• Your goal: Look through the material below and show every line with the word "blue".

• Data supplied:
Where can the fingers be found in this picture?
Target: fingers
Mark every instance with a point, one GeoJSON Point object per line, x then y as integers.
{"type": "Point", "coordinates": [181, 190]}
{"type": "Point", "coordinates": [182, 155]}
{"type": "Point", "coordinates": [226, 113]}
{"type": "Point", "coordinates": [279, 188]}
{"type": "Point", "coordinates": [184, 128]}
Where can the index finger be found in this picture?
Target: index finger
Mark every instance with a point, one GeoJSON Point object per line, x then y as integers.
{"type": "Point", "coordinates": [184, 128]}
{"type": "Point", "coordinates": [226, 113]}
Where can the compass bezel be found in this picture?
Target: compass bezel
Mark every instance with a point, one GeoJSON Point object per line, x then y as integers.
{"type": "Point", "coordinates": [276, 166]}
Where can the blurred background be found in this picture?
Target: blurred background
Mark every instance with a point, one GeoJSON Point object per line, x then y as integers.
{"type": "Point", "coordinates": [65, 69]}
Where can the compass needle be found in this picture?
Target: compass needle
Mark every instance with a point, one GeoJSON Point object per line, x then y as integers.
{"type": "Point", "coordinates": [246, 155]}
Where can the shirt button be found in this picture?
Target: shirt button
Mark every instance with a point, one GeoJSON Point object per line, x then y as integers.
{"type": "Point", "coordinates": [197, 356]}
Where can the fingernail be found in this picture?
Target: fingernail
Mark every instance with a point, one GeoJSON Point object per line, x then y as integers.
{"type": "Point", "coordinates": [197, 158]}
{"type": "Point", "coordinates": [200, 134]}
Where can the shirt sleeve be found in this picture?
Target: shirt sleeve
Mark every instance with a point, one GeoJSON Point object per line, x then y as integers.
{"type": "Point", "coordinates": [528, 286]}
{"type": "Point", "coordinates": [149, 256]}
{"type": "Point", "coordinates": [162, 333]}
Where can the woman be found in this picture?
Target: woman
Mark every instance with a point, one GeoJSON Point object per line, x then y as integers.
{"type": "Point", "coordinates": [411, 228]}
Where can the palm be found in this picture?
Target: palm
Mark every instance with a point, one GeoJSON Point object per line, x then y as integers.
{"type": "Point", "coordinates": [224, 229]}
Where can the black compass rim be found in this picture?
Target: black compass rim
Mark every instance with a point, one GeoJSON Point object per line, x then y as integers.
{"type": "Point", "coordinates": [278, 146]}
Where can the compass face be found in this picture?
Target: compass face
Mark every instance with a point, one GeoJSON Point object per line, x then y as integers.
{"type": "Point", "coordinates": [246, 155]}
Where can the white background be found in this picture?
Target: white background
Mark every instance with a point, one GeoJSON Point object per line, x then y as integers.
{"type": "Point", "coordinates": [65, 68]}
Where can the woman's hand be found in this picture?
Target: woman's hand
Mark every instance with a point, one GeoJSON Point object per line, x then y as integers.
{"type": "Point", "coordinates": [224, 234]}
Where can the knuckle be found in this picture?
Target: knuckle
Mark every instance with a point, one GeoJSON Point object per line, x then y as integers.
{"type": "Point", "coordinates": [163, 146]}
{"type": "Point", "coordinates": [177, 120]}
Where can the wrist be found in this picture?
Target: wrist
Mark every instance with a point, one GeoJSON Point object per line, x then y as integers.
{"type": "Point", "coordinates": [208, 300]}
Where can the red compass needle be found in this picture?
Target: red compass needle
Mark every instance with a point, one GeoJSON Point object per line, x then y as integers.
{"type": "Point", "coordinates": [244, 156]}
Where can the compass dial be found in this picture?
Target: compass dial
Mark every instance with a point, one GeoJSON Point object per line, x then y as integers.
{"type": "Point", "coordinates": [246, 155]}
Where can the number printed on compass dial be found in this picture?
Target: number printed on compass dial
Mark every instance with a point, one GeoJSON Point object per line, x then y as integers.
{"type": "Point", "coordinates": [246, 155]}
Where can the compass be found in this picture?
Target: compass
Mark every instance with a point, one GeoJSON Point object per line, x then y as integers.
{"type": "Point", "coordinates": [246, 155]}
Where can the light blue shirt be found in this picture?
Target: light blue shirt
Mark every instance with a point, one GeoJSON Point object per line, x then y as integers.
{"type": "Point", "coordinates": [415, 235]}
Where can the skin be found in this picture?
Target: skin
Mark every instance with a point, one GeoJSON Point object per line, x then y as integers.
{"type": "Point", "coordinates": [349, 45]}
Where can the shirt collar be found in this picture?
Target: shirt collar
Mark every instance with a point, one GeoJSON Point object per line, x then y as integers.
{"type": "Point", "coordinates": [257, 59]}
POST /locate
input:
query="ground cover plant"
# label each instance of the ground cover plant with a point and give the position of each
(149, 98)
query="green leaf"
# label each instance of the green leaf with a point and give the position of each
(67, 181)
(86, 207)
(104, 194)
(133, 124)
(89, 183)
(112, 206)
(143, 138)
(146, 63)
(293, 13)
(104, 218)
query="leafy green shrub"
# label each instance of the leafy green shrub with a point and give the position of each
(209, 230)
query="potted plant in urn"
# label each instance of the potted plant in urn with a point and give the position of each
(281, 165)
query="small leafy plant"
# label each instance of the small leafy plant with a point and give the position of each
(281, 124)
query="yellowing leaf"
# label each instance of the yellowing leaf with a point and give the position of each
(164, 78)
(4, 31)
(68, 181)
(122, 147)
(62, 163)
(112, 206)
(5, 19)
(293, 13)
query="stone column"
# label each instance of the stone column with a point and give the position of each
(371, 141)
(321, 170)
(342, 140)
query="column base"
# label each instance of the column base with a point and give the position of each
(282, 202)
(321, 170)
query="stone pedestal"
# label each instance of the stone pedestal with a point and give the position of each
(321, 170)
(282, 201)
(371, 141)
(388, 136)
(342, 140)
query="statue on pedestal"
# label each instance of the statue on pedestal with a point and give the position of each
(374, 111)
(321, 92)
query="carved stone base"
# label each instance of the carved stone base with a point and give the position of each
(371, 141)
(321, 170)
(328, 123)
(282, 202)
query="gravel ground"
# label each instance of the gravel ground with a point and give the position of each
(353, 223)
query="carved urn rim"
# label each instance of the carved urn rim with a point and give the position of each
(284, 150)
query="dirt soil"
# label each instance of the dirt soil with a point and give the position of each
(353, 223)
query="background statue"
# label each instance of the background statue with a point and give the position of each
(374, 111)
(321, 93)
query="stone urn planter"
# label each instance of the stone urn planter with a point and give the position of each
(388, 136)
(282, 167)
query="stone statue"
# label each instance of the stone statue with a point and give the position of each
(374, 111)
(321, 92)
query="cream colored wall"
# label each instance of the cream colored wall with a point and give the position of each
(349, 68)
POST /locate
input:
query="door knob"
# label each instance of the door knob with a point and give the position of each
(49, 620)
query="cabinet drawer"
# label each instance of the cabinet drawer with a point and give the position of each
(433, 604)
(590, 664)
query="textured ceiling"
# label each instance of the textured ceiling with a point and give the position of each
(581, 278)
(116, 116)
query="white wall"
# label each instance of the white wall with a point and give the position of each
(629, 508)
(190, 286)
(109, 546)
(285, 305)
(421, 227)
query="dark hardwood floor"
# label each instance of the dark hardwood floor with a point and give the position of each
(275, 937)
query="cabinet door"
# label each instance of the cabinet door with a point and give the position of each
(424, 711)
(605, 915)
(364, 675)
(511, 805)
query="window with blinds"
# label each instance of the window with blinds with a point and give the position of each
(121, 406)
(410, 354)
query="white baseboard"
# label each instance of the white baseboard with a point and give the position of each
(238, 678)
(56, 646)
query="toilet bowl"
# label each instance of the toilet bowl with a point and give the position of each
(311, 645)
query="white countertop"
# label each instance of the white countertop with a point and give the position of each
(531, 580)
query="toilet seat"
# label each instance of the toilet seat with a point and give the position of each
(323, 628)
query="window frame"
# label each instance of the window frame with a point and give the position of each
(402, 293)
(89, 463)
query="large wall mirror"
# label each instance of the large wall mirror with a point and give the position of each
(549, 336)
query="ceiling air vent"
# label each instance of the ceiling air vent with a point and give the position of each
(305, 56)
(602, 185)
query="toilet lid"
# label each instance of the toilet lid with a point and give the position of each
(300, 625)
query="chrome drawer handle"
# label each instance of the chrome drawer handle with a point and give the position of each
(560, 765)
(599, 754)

• Result:
Where can the light blue shirt be found in this picture?
Target: light blue shirt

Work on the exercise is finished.